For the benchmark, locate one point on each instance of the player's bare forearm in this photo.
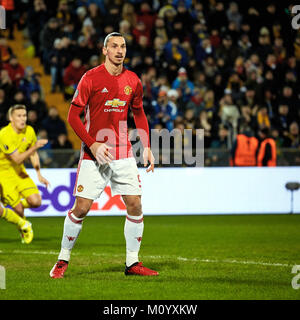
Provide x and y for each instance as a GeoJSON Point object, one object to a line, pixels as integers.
{"type": "Point", "coordinates": [19, 158]}
{"type": "Point", "coordinates": [35, 161]}
{"type": "Point", "coordinates": [148, 157]}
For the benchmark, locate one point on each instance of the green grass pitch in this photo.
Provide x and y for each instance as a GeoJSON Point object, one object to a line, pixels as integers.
{"type": "Point", "coordinates": [198, 257]}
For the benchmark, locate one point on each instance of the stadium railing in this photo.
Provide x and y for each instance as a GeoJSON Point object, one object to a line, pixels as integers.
{"type": "Point", "coordinates": [68, 158]}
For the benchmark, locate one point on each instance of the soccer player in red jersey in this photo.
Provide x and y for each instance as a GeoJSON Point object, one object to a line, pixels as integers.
{"type": "Point", "coordinates": [105, 93]}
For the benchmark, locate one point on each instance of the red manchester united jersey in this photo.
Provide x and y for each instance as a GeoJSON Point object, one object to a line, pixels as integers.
{"type": "Point", "coordinates": [105, 99]}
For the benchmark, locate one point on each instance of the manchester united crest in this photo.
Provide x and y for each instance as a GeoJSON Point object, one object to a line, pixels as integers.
{"type": "Point", "coordinates": [128, 90]}
{"type": "Point", "coordinates": [80, 188]}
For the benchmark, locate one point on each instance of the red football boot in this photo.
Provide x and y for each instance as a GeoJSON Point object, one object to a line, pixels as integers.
{"type": "Point", "coordinates": [59, 269]}
{"type": "Point", "coordinates": [139, 270]}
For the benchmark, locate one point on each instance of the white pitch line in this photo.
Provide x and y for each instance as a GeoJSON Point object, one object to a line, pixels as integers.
{"type": "Point", "coordinates": [249, 262]}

* [DIRECTIONS FOR THIS TASK]:
Rewrite the part of the records that opens with the line containing "line in this photo." and runs to the end of the records as a numbered list, leaving out any blank lines.

* [WORKED ANSWER]:
1. For the benchmark, locate one point on each instance of the white pitch line in this photo.
2. Provide x and y for each instance as a GeoJSON Point object, one object to a line, pixels as integers.
3. {"type": "Point", "coordinates": [249, 262]}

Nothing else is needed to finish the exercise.